TASK STATEMENT | Rewrite the data from its start through the line holding "[0,0,27,20]", inclusive, swapping "red sleeve" for "red shirt sleeve" and leaving everything else as it is.

RECORDS SHOWN |
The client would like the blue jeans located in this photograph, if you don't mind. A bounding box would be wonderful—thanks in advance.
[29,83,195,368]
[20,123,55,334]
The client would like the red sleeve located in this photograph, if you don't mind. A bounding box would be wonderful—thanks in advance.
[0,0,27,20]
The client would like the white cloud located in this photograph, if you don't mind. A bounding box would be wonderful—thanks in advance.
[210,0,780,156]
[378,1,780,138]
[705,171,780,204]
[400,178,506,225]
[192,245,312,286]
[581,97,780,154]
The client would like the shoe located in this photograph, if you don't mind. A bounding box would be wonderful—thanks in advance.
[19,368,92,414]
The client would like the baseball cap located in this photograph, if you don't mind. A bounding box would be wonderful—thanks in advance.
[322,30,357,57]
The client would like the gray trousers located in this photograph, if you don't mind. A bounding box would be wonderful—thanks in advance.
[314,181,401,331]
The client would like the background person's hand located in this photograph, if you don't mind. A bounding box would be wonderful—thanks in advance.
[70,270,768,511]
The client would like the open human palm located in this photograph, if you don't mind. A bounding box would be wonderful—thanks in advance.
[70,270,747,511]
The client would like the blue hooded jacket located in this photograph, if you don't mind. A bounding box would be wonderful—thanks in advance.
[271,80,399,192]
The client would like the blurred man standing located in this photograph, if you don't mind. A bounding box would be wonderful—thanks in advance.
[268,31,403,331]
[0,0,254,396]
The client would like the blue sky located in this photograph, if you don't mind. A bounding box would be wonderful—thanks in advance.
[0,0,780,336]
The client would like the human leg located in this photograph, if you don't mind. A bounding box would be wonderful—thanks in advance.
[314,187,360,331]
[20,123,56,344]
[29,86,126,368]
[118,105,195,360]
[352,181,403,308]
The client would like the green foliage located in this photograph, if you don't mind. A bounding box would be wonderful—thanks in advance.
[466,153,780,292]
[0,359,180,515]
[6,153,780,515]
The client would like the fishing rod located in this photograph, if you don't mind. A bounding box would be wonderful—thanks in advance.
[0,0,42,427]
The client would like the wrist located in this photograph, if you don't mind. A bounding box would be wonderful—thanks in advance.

THE COMPLETED TASK |
The client would like the blue jeans located in this photograph, if you don't mind. A bounding box would be wonderful—thanks in advance.
[29,83,195,368]
[20,123,55,334]
The client would like the red shirt sleeve located in this photograph, if you don't mind. A bounding box would be wonderful—thanks in advance.
[0,0,27,20]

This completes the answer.